--- Start Records for the task ---

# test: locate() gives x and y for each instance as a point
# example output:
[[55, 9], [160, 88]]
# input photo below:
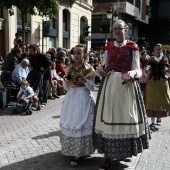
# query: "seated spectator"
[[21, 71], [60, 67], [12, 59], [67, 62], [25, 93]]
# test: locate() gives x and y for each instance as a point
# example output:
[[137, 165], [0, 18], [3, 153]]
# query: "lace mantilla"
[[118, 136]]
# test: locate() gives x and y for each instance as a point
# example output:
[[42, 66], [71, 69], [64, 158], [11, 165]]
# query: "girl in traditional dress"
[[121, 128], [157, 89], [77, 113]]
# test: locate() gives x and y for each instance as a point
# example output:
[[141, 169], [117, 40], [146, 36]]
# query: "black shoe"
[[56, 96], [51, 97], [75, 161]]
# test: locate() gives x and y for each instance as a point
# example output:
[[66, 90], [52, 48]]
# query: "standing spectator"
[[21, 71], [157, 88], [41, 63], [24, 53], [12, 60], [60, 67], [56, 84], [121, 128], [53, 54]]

--- End Records for the task ---
--- Start Records for the task ---

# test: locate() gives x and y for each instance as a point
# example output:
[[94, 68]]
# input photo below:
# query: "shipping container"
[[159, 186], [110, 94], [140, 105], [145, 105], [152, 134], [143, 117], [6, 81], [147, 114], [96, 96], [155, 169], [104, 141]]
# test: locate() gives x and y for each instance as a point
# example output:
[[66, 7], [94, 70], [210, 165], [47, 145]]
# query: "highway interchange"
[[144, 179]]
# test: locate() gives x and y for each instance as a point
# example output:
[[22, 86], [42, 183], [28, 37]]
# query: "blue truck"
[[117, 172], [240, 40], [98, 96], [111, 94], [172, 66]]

--- End Records for the task ---

### Task objective
Give the number of lines in the records above that contain the word "query". Reply with the number only.

### Reply to the task
8